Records
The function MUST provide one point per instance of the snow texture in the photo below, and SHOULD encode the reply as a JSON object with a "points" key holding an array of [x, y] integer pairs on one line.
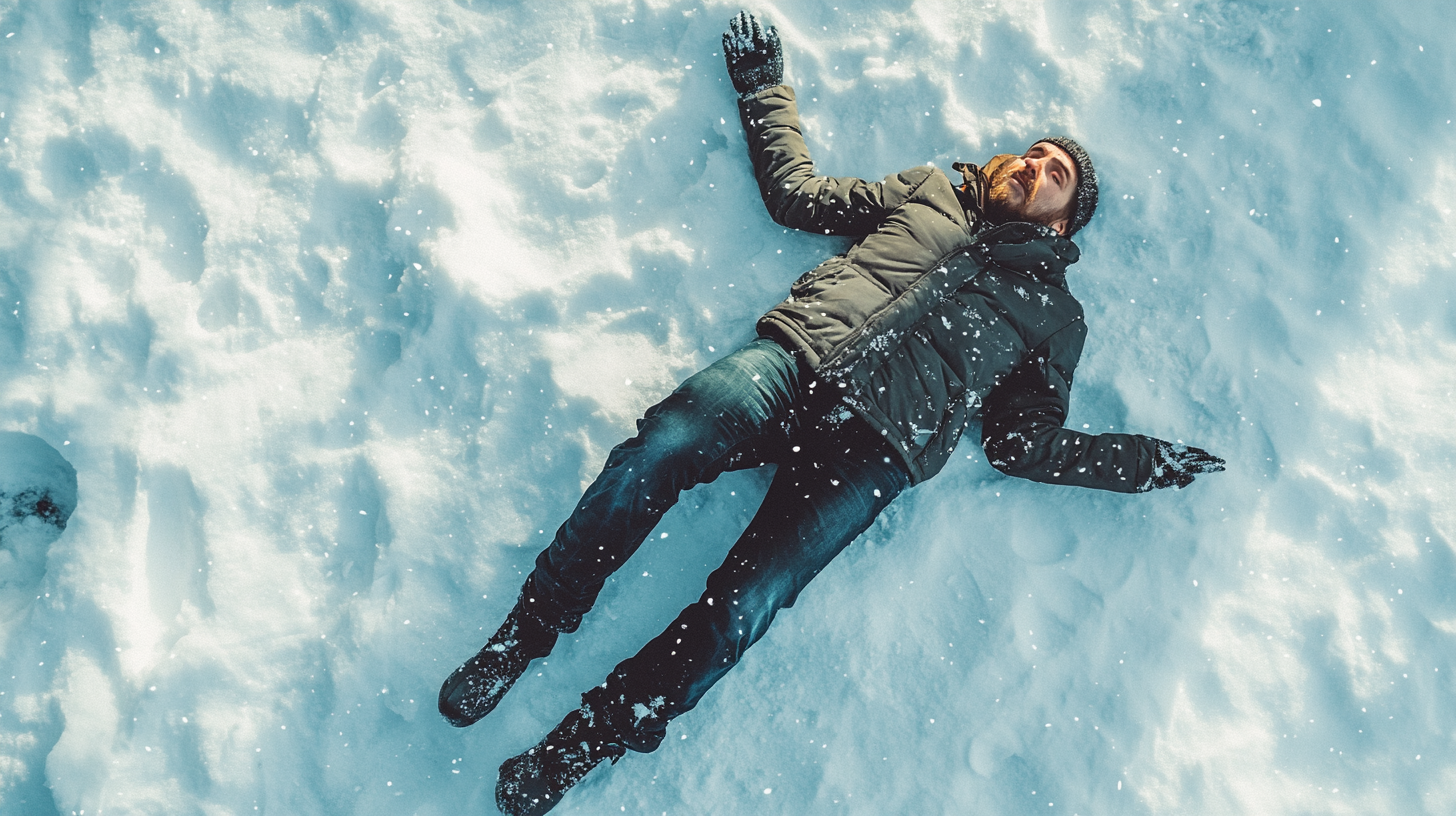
{"points": [[337, 305]]}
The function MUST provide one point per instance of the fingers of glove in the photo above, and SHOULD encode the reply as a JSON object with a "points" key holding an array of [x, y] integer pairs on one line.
{"points": [[1199, 461], [736, 40]]}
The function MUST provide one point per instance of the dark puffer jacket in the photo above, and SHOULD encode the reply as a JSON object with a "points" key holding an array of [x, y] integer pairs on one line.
{"points": [[932, 316]]}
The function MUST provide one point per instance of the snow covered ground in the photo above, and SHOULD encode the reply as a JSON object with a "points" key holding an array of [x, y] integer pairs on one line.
{"points": [[337, 305]]}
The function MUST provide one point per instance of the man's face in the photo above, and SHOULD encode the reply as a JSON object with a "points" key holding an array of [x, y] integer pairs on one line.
{"points": [[1038, 185]]}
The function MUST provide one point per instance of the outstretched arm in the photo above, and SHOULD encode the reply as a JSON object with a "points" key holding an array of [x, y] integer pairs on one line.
{"points": [[1022, 436], [794, 195]]}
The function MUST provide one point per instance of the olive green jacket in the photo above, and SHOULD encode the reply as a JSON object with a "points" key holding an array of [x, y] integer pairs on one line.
{"points": [[934, 318]]}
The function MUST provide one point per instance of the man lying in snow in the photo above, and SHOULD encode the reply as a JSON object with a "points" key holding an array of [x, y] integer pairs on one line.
{"points": [[951, 305]]}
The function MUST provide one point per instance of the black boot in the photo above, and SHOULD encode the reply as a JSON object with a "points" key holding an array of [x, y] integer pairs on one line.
{"points": [[533, 783], [473, 689]]}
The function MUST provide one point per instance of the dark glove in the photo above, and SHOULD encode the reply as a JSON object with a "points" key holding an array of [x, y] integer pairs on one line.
{"points": [[753, 54], [1174, 465]]}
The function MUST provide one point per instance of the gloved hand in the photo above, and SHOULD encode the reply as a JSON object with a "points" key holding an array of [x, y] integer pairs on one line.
{"points": [[1174, 465], [753, 54]]}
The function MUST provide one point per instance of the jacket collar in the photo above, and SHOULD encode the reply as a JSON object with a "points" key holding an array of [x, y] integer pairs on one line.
{"points": [[1031, 249]]}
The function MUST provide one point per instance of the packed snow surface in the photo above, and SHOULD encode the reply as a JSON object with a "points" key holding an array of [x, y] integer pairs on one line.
{"points": [[337, 305]]}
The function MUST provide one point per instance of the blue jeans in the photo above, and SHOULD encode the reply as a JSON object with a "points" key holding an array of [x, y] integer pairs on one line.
{"points": [[754, 407]]}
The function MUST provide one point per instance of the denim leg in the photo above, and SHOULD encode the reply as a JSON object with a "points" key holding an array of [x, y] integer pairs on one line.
{"points": [[715, 421], [817, 504]]}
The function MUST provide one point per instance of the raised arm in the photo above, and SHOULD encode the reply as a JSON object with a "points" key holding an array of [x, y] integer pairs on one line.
{"points": [[1024, 437], [794, 195]]}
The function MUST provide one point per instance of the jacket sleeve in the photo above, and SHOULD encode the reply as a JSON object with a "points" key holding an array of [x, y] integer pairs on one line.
{"points": [[798, 198], [1022, 432]]}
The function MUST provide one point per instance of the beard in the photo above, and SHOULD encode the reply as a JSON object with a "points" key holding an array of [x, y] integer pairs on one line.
{"points": [[999, 206]]}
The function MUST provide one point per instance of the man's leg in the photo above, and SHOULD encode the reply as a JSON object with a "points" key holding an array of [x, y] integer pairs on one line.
{"points": [[819, 503], [718, 420]]}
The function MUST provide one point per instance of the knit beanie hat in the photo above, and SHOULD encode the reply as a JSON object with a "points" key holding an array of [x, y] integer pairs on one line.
{"points": [[1086, 181]]}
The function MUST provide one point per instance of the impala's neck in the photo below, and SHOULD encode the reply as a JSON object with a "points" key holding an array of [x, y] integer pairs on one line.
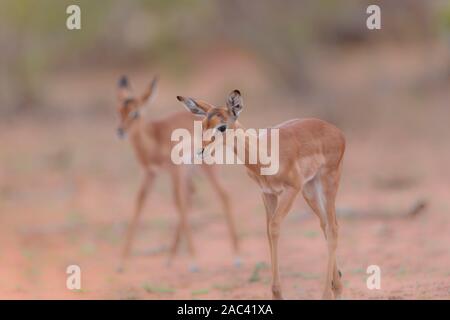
{"points": [[247, 149]]}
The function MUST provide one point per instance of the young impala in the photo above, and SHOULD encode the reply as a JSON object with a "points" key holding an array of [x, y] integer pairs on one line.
{"points": [[310, 162], [151, 142]]}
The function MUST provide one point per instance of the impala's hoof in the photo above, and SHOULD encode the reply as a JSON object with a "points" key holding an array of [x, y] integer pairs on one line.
{"points": [[120, 269]]}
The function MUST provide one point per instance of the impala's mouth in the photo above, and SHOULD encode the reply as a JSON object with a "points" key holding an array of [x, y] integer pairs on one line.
{"points": [[200, 153]]}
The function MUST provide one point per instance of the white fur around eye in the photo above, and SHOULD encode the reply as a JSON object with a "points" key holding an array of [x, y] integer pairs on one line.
{"points": [[219, 126]]}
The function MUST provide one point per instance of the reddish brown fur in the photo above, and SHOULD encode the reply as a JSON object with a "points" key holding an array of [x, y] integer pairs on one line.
{"points": [[152, 145], [310, 162]]}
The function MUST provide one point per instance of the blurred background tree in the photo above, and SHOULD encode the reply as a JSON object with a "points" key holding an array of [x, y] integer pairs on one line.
{"points": [[283, 35]]}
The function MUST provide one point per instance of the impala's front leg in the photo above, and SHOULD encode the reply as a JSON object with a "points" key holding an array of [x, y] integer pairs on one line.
{"points": [[285, 201]]}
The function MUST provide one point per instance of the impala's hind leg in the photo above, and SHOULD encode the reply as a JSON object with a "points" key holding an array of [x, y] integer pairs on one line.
{"points": [[140, 200], [180, 185], [226, 204], [320, 194], [179, 229]]}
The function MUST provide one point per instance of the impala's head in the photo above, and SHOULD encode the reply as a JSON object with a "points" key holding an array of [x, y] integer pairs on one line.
{"points": [[129, 106], [215, 119]]}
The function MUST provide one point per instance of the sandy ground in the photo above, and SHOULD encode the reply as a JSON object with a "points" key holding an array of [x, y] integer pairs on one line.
{"points": [[66, 205], [67, 189]]}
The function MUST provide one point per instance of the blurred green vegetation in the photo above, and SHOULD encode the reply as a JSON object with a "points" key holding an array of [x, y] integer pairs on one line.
{"points": [[283, 34]]}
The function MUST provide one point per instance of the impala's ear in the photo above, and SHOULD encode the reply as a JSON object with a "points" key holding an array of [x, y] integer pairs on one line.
{"points": [[196, 107], [235, 103], [150, 93], [124, 91]]}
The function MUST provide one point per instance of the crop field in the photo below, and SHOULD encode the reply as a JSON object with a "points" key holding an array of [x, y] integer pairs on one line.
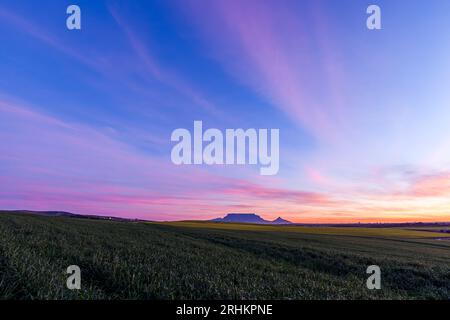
{"points": [[192, 260]]}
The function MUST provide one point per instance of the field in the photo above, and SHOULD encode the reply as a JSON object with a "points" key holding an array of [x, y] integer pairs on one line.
{"points": [[191, 260]]}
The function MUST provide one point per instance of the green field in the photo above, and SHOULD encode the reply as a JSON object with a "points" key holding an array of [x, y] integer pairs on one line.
{"points": [[191, 260]]}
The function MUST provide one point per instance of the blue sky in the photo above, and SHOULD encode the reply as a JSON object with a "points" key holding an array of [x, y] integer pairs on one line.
{"points": [[363, 115]]}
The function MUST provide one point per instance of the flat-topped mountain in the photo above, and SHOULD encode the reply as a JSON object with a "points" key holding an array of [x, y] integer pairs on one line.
{"points": [[249, 218]]}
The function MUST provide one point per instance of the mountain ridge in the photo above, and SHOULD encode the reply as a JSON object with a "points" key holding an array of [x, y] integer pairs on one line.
{"points": [[249, 218]]}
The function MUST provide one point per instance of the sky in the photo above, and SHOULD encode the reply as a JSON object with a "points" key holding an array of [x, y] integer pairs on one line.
{"points": [[86, 115]]}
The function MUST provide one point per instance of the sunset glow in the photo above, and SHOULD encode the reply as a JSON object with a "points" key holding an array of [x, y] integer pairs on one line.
{"points": [[86, 117]]}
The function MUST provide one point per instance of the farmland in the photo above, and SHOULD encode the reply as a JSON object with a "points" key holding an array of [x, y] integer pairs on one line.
{"points": [[194, 260]]}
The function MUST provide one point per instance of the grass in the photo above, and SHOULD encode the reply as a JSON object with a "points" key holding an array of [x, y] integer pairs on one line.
{"points": [[344, 231], [136, 260]]}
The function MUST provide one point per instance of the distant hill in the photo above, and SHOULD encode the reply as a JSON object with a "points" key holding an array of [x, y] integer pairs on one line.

**TASK OBJECTIVE:**
Copy out the lines from the line containing "The function MUST provide one point per instance of the sunset" to the end of the listing above, without alteration.

**EXERCISE OUTPUT:**
The function MUST provide one point per instance of the sunset glow in the photo above, and SHOULD encode the reply as a JSON object with a "points" key holding an array of [x, y] integer pairs on one line.
{"points": [[86, 117]]}
The function MUST provide one point per instance of the farmland in the photo above, and SHOULD encode the reply as a JSON object with a "points" key holding an array of [x, y] integer pairs on one line.
{"points": [[194, 260]]}
The function MUST provide one point per instance of the grass in the photo above, and SHOULD encode the reply as a JSON object with a "points" key holding an array of [x, y] integer pairs on one line.
{"points": [[344, 231], [136, 260]]}
The function MUST provide one point per instance of the distant hill in the photo above, and SHOULD encode the reply as a JSON object with a "points" key holding an array of [x, y] integer pairs on one line.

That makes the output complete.